■ **DATA SHOWN**:
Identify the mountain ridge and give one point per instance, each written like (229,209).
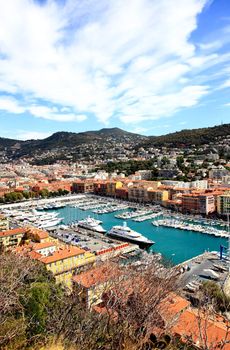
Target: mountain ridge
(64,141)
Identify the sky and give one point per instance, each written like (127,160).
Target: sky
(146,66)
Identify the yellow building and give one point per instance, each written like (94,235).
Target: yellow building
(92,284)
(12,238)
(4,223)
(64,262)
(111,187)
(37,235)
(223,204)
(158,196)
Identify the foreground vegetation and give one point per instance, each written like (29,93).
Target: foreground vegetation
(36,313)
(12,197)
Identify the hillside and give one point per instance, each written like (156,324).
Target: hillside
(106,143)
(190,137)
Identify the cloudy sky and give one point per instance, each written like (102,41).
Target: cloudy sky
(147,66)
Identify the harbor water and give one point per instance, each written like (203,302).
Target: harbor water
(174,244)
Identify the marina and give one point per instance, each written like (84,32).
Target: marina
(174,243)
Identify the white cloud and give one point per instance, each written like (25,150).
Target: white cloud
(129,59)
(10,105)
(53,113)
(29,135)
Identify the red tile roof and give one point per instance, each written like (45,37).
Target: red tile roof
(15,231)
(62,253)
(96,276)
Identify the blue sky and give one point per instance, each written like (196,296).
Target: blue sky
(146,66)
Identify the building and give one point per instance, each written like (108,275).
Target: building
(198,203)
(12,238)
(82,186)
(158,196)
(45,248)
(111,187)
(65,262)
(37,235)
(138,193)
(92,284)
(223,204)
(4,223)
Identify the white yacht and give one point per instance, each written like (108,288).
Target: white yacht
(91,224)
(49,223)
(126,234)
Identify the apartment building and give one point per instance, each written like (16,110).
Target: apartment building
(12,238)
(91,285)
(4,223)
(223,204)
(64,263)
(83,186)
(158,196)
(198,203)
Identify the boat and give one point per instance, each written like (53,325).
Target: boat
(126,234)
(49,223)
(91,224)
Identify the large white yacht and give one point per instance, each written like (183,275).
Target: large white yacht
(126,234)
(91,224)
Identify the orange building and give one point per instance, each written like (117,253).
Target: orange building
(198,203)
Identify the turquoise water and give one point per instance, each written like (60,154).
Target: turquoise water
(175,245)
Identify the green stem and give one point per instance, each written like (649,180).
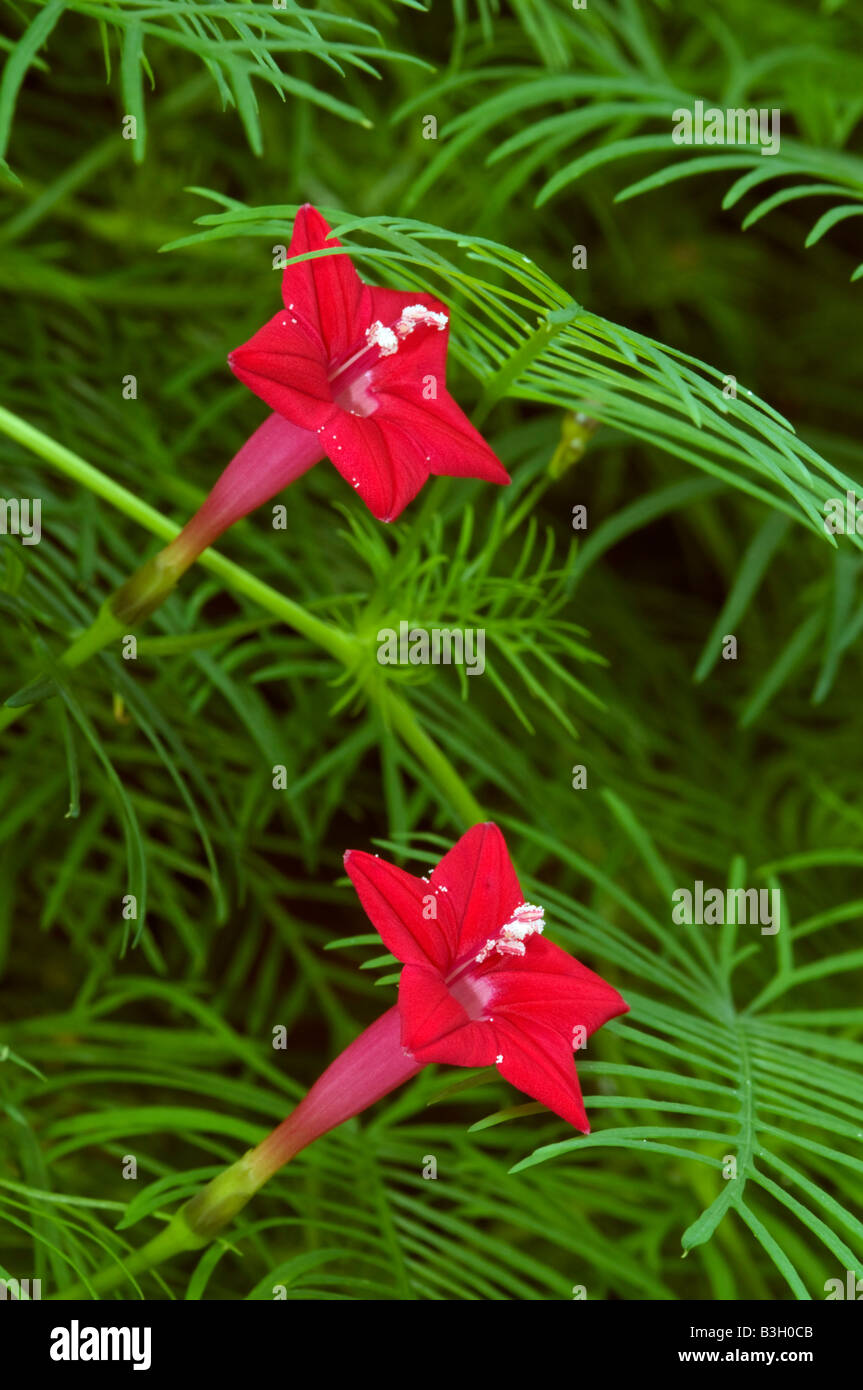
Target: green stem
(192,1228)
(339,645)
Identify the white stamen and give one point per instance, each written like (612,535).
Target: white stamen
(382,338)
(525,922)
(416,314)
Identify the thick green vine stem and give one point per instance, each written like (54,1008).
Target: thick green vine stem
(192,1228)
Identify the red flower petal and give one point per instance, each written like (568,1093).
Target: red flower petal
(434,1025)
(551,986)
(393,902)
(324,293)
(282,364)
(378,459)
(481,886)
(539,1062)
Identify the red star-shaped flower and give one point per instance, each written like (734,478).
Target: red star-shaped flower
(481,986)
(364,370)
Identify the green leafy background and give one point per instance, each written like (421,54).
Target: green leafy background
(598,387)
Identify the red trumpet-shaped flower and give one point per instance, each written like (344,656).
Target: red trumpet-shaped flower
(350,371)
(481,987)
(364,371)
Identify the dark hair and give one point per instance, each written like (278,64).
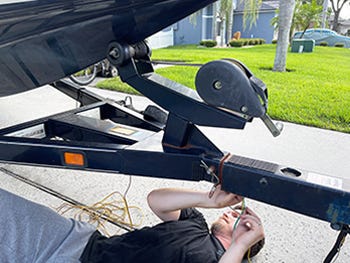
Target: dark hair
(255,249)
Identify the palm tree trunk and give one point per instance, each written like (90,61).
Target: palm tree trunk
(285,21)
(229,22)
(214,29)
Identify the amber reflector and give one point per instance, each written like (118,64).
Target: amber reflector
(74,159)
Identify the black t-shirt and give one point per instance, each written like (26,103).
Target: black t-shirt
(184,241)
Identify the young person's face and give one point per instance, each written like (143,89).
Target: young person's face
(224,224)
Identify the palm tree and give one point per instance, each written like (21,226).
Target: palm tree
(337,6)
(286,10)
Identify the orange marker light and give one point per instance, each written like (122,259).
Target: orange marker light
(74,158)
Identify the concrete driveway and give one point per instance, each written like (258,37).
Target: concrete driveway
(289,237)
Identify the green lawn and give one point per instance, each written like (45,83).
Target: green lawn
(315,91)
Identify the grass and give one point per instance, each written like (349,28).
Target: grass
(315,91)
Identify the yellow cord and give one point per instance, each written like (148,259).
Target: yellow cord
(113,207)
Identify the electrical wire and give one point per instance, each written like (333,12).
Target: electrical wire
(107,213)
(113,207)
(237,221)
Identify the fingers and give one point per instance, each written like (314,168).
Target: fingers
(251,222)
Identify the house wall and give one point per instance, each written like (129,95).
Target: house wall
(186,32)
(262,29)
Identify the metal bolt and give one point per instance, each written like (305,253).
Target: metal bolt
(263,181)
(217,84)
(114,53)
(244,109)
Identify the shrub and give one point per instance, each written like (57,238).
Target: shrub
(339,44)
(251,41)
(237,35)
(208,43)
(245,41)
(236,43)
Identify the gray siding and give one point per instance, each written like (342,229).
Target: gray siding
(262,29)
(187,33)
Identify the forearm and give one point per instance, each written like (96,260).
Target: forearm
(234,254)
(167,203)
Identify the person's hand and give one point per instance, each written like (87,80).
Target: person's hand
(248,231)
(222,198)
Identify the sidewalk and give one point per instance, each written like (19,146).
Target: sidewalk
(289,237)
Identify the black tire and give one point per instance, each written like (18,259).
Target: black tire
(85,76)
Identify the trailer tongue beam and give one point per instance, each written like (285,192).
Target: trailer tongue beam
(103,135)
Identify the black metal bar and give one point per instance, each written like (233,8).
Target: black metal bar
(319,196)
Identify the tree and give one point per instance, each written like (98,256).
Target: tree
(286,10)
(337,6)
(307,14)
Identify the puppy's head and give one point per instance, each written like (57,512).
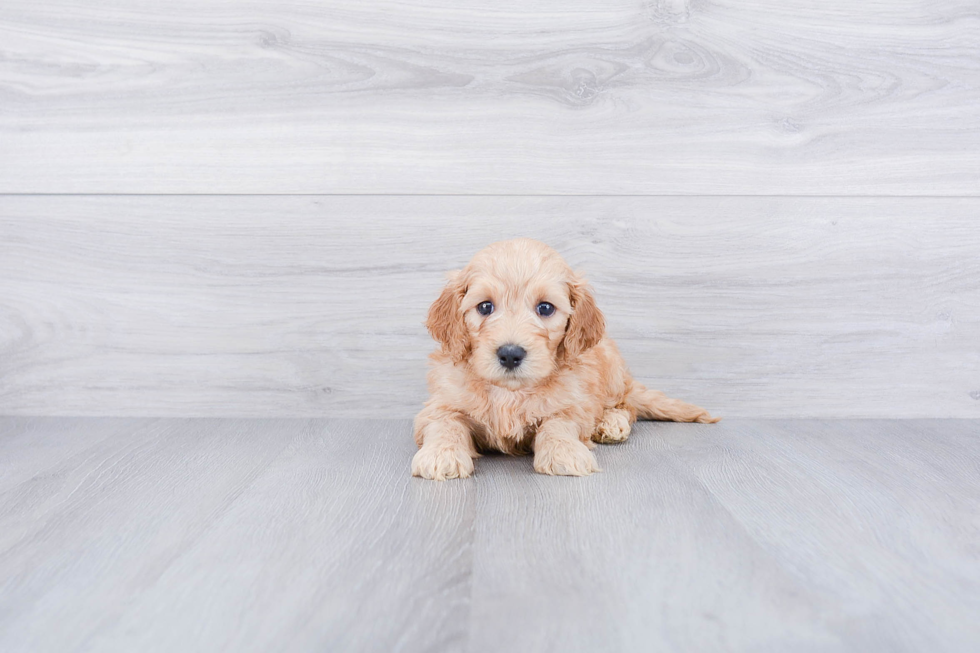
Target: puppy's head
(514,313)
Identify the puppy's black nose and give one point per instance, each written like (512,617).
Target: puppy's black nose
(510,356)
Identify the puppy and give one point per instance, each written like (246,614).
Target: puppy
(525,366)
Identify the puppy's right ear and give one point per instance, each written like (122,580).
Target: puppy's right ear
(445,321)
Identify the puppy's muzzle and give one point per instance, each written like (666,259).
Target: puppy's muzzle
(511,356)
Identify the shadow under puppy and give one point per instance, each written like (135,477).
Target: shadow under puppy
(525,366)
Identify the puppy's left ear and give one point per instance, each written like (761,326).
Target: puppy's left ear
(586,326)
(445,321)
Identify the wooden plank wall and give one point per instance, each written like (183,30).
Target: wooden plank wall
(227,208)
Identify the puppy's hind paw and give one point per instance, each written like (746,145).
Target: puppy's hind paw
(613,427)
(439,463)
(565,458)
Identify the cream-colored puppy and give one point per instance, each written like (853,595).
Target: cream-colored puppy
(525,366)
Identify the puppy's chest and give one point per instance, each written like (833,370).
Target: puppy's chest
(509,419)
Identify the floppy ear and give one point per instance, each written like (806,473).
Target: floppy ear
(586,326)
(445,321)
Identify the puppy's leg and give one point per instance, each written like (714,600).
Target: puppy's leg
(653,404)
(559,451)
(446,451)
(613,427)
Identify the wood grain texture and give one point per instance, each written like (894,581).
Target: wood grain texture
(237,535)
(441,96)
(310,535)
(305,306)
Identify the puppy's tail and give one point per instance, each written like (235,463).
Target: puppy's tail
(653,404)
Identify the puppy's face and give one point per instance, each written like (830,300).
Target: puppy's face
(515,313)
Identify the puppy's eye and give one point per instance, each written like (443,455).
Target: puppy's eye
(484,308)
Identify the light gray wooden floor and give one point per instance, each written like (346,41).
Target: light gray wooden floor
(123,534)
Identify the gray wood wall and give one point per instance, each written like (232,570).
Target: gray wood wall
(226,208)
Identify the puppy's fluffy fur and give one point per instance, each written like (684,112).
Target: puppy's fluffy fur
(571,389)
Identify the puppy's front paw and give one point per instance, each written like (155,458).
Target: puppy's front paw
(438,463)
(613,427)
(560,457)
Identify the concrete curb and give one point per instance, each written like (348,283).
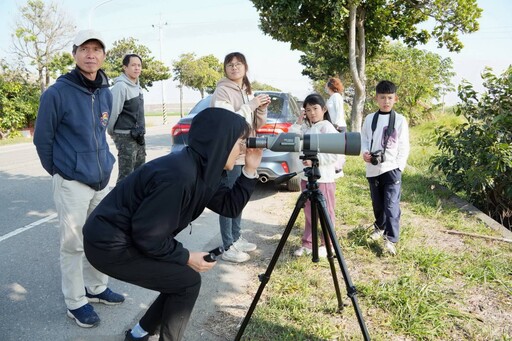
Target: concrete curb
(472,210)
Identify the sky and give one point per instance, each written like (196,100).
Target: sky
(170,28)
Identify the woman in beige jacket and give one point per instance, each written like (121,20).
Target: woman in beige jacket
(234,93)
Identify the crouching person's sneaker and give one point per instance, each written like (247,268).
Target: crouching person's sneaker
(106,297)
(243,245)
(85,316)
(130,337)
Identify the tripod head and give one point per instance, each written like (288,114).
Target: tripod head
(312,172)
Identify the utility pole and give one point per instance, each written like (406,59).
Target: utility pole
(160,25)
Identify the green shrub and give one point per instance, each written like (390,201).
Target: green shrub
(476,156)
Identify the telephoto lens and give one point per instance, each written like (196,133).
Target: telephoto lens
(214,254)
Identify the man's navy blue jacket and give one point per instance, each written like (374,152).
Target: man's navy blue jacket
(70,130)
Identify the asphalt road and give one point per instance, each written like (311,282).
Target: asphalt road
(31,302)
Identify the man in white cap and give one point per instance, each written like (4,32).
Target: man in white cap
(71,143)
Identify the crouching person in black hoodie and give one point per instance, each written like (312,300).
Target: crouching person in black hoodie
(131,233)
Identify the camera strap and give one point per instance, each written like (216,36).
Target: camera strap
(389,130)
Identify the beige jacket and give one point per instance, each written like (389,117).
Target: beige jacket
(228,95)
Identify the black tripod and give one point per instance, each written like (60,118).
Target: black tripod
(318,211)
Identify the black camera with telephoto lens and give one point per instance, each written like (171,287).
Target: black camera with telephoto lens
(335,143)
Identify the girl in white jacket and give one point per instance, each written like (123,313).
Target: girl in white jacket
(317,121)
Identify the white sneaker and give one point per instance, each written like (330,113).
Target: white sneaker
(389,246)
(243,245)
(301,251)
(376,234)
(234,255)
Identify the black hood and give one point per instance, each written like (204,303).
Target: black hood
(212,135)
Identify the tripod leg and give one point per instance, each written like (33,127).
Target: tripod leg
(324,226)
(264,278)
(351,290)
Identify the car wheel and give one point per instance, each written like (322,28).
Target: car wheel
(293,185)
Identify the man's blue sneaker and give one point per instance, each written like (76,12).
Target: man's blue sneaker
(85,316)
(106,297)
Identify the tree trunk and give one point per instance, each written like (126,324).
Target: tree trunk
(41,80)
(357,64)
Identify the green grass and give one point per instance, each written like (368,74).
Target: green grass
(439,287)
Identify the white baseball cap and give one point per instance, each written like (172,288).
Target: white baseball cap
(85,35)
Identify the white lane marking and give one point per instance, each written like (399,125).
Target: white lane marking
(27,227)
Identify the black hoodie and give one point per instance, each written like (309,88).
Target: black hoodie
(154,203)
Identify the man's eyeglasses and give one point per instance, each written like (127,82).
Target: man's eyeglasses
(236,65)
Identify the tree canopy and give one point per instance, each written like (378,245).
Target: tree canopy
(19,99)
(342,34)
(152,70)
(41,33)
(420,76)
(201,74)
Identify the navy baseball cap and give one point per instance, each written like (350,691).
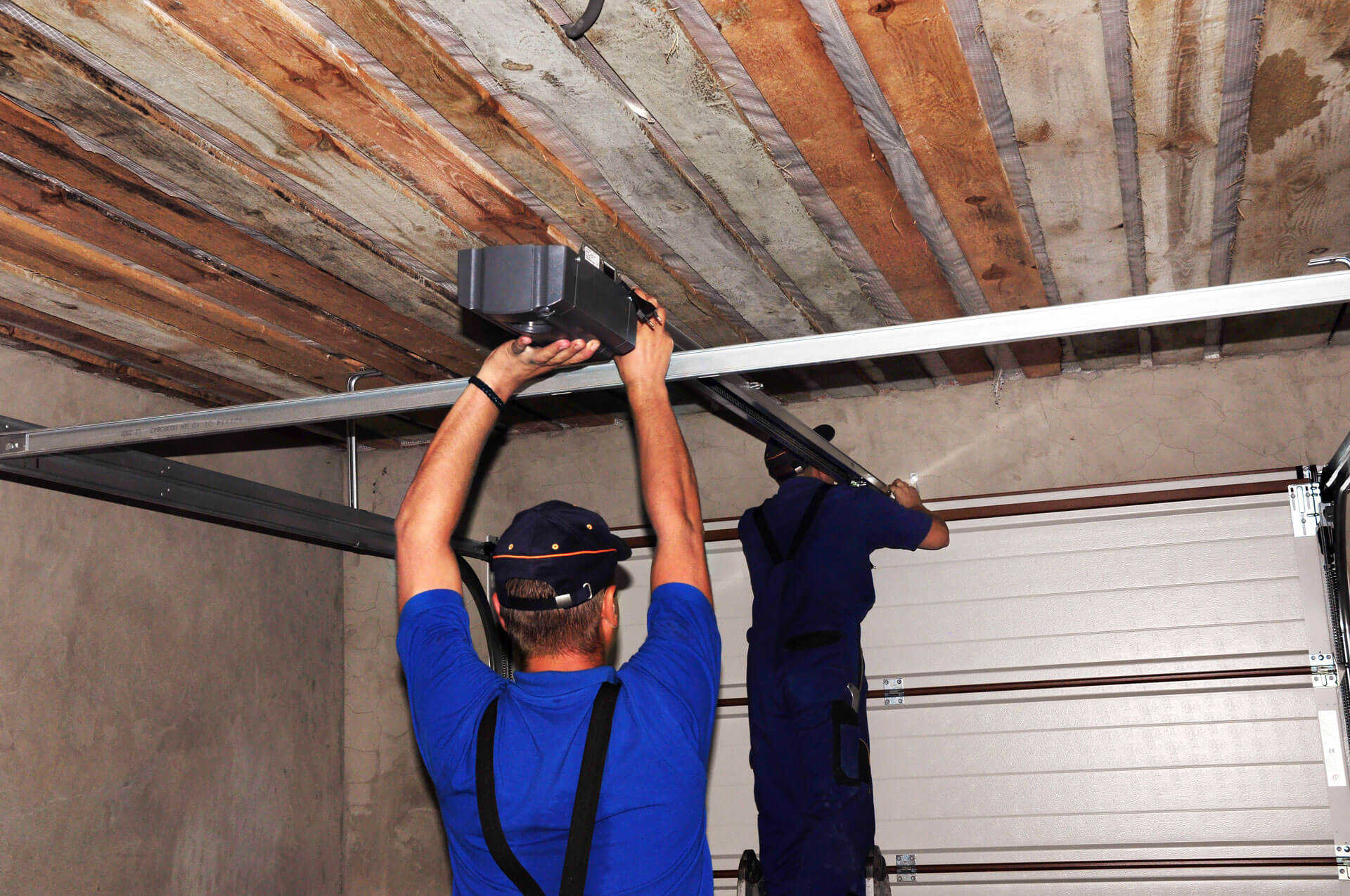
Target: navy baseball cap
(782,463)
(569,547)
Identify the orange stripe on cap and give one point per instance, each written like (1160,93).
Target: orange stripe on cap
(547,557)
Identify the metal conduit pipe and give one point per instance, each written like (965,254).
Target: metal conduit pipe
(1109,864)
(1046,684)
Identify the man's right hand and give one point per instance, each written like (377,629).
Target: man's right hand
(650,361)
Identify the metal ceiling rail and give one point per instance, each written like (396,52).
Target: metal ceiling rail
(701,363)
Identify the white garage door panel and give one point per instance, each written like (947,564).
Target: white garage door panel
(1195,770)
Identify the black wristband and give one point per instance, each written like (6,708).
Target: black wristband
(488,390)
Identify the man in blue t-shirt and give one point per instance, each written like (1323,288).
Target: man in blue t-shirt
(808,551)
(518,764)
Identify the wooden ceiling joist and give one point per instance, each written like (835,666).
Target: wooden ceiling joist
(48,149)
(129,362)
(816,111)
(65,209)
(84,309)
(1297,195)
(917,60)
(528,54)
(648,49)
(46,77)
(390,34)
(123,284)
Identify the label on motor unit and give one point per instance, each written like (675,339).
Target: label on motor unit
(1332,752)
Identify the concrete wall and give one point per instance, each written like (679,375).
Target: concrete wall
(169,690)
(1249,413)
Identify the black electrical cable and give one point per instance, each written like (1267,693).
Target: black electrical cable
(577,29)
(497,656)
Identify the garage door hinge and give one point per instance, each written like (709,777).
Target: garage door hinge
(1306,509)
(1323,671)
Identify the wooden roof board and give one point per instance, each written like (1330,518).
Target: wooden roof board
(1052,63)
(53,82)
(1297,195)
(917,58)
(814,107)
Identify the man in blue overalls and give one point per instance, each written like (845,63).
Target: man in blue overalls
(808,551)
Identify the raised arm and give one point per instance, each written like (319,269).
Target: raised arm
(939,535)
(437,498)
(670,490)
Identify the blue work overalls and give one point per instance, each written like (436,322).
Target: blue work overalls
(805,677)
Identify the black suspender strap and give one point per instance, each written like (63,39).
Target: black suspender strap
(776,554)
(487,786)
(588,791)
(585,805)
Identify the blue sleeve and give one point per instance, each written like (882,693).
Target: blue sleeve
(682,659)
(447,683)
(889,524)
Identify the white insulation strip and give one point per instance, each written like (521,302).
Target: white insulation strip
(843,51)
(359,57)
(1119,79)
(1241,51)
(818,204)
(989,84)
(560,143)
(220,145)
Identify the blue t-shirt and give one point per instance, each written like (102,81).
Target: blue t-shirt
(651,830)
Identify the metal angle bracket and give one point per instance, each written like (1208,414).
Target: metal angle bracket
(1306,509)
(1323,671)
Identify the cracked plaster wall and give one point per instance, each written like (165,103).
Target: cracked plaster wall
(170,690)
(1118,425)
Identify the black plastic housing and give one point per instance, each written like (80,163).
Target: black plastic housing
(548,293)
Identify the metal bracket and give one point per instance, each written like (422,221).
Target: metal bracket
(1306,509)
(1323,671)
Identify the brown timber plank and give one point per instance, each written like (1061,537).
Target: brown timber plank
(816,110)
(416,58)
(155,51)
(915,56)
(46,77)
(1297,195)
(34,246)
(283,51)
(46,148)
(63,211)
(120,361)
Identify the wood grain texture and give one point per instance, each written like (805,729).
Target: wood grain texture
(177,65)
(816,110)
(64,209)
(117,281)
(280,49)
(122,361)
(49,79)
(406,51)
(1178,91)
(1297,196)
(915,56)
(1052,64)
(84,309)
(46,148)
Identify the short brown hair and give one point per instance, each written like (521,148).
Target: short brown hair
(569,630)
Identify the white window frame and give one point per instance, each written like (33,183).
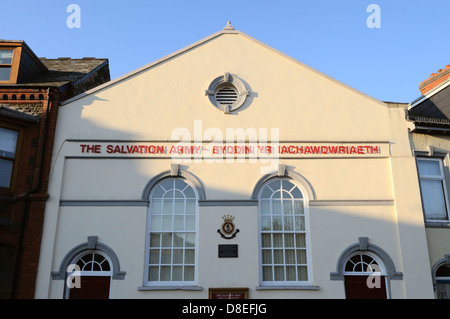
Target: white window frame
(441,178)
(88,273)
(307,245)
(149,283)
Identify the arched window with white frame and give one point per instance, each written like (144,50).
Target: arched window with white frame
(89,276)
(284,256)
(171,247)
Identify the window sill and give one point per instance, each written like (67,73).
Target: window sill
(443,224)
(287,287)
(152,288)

■ **WHAT IS BEING ASKED**: Rewrite the rows from the line containing "Identify the arched" through the end of the rows, replacing "window sill" with "ledge" and keeping everything else the same.

■ **RESULT**:
Identify the arched window with white frame and give one point per instance, each written like (144,50).
Target: arched window with white frame
(89,276)
(284,256)
(171,247)
Identify the ledge and give one point per instance, each written like (67,73).
Target: ledge
(443,224)
(287,287)
(152,288)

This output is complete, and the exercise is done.